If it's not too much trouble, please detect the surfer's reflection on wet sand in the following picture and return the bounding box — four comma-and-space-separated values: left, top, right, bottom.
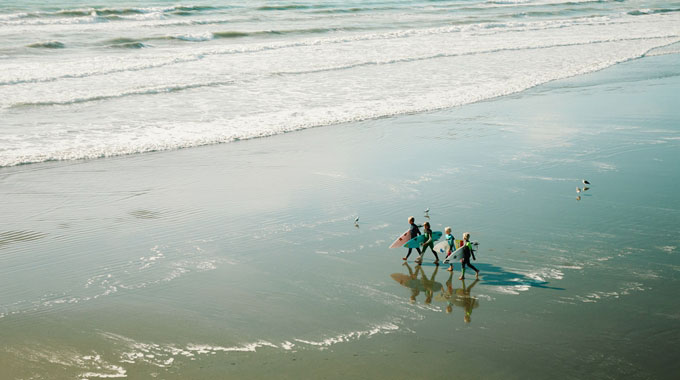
437, 273, 479, 323
390, 263, 443, 304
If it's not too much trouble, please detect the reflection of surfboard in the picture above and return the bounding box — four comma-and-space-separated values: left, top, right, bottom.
444, 247, 465, 264
434, 240, 460, 257
404, 231, 442, 248
390, 229, 411, 248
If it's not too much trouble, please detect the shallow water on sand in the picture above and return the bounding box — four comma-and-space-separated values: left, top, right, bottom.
0, 55, 680, 379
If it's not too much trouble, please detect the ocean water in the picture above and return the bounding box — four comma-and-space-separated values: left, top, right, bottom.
0, 0, 680, 167
0, 54, 680, 380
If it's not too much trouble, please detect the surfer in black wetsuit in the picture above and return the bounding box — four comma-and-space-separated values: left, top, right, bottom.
403, 216, 420, 260
458, 232, 479, 280
416, 222, 439, 266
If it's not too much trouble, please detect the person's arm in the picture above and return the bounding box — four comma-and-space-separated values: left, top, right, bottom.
423, 233, 432, 246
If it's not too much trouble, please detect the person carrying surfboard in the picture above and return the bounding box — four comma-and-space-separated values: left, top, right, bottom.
458, 232, 479, 280
402, 216, 421, 260
416, 222, 441, 265
444, 227, 456, 272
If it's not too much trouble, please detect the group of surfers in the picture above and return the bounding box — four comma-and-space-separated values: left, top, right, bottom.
403, 216, 479, 280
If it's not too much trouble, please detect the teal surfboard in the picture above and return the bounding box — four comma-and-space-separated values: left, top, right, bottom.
404, 231, 442, 248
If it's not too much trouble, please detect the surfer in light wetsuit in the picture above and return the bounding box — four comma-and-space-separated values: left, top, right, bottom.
458, 232, 479, 280
444, 227, 456, 272
416, 222, 439, 265
403, 216, 421, 260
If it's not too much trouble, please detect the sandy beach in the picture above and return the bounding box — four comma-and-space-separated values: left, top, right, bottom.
0, 49, 680, 379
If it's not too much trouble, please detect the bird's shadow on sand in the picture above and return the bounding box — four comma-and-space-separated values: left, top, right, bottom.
422, 262, 565, 290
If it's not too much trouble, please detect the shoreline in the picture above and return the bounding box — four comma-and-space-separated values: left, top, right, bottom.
0, 55, 680, 379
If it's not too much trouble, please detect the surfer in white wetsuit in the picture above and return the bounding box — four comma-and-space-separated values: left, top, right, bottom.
402, 216, 420, 260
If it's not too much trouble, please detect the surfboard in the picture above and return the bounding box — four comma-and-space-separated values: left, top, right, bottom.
404, 231, 442, 248
390, 229, 411, 248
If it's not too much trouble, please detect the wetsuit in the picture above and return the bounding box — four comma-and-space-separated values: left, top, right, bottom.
406, 223, 420, 259
462, 241, 479, 277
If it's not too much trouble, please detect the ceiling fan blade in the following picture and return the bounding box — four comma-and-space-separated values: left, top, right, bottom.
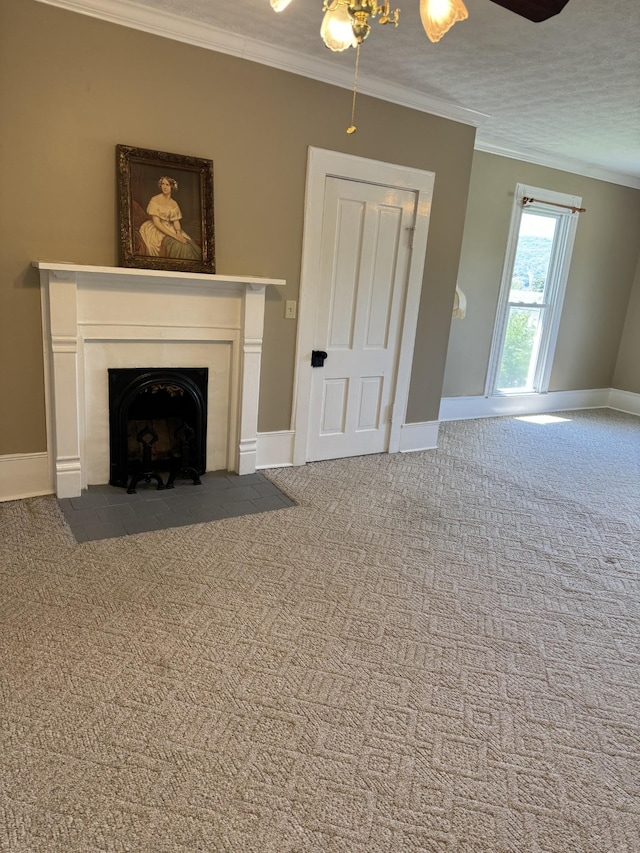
491, 0, 569, 23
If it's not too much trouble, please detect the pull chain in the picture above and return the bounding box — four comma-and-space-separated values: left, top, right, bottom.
347, 42, 360, 133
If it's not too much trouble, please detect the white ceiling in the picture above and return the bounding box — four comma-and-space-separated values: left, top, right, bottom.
44, 0, 640, 187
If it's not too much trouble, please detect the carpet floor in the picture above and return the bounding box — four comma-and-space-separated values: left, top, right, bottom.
0, 410, 640, 853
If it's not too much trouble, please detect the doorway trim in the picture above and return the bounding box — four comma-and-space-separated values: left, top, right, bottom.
292, 146, 435, 465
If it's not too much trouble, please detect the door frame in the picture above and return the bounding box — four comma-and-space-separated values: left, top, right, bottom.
292, 146, 435, 465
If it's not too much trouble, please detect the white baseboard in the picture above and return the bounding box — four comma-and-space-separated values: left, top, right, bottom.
440, 388, 611, 421
256, 430, 295, 469
5, 388, 640, 502
400, 421, 440, 453
609, 388, 640, 415
0, 453, 55, 501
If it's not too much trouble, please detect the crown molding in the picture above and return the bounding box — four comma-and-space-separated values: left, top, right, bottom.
37, 0, 489, 127
36, 0, 640, 189
474, 139, 640, 190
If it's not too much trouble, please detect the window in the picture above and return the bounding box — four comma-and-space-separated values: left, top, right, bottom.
486, 184, 582, 396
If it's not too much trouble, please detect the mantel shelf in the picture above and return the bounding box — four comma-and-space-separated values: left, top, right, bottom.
■ ■ ■
WHAT THE TASK REQUIRES:
Starting at the beginning of the items and going on through the line with "416, 222, 439, 266", please write those lines out again in full, shifting every bounding box coordinate in the answers up by 124. Leave the pictures out.

RESULT OF THIS TASK:
If it's not too much trouble, please detect the surfer's reflection on wet sand in the following picture and return the bounding box — four comma-and-space-separated values: left, top, right, bottom.
561, 397, 603, 447
514, 387, 567, 428
If it's not too much trouble, please detect the reflection of surfboard in the picture above and return the bounding box — four comma-and-space-separated values: left, top, right, bottom.
568, 371, 589, 388
558, 364, 584, 381
528, 355, 566, 372
514, 353, 535, 372
If it's not too much trouble, please detect the shallow water on sand in the picture above and return the bounding box — four comma-and-space-separated values: left, top, right, bottom.
124, 179, 804, 503
If it's not too much trouble, please detect the ocean water in the picture above and return the bounding box — four comma-and-space-separated values: left, top, right, bottom.
124, 124, 804, 291
124, 178, 804, 504
If it's not too much trouble, please detect the surfer in black wetsuit in the picture above and return the bounding box — four comma-and-space-separated values: left, top, right, bottom.
527, 340, 544, 384
582, 356, 603, 404
540, 346, 563, 390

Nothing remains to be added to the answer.